TO DO: Exactly as written, copy the lines of the data below from the first through the one containing "Example: <point>363,369</point>".

Stored data entries:
━━━━━━

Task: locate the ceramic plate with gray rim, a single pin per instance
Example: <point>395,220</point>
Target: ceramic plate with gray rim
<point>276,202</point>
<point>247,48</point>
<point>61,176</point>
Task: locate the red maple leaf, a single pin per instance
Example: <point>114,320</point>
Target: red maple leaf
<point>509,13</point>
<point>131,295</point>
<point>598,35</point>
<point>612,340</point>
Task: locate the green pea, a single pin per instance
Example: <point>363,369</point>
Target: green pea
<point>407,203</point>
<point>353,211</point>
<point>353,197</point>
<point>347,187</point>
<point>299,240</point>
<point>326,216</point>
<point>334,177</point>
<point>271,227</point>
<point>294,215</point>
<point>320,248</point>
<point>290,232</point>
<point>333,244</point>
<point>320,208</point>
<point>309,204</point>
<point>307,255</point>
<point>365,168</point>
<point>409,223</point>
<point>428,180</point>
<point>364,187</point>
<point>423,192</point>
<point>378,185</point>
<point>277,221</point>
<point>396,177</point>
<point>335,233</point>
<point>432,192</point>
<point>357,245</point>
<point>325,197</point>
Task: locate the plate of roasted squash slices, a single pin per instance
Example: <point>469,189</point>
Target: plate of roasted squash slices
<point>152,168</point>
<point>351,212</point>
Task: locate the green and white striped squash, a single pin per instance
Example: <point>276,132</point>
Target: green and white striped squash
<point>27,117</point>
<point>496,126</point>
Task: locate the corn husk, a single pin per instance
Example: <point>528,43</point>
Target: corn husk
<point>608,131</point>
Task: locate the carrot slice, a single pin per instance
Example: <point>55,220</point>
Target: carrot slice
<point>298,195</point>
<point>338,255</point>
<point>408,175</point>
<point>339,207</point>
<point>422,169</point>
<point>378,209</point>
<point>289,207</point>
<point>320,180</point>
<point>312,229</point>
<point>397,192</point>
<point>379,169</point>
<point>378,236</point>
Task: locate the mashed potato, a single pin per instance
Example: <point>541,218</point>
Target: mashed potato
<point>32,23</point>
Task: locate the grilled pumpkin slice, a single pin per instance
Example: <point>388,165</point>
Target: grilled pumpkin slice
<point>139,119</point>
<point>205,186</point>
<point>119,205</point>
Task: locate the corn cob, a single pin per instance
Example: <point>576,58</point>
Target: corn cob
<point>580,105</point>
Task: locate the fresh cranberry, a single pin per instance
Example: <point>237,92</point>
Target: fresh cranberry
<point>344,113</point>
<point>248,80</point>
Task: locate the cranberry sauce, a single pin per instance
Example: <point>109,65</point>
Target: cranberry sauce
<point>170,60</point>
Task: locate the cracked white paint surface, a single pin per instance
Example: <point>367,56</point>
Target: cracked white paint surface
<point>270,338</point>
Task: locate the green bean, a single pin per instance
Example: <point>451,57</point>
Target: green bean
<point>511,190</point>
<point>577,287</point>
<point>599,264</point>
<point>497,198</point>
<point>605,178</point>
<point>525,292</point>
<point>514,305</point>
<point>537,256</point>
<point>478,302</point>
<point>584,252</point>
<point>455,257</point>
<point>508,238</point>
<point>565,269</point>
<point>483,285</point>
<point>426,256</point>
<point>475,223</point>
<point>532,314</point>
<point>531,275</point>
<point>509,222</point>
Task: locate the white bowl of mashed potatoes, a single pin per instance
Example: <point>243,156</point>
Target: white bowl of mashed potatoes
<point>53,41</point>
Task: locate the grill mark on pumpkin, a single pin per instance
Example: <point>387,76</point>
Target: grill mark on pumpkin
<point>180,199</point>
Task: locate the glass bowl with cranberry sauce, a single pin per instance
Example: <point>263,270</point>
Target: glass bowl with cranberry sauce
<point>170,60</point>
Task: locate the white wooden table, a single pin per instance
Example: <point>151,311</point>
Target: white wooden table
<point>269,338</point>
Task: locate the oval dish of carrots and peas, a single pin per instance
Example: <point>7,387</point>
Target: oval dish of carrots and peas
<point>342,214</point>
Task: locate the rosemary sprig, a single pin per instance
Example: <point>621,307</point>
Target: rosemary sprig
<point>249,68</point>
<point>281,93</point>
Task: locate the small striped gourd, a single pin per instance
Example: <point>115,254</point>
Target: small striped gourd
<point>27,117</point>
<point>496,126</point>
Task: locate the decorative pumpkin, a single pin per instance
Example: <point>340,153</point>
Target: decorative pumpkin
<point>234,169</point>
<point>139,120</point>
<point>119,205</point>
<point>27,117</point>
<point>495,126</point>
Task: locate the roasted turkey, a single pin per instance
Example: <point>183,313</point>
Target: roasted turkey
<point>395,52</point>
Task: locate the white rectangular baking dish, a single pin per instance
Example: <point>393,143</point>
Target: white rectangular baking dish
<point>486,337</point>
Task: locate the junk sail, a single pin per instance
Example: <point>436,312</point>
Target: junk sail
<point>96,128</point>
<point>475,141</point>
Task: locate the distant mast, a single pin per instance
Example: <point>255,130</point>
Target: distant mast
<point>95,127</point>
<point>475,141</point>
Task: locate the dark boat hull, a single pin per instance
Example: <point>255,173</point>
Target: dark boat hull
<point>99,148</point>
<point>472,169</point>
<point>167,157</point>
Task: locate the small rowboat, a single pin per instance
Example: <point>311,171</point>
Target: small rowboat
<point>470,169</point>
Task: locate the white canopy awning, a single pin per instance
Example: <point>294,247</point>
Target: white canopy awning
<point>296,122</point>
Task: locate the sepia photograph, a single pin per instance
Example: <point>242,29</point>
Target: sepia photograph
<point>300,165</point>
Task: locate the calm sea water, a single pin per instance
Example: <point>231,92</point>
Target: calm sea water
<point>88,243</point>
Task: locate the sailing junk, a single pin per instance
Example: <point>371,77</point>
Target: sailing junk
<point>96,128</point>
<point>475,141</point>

━━━━━━

RESPONSE:
Task: locate the ceramic plate with gray rim, a single pin per instance
Example: <point>395,220</point>
Target: ceramic plate with gray rim
<point>276,202</point>
<point>247,48</point>
<point>61,176</point>
Task: locate the red maple leaf, a single pin per instance
Example: <point>114,320</point>
Target: red maple leaf
<point>509,13</point>
<point>131,295</point>
<point>598,35</point>
<point>612,340</point>
Task: locate the green pea, a single pin per instance
Example: <point>363,369</point>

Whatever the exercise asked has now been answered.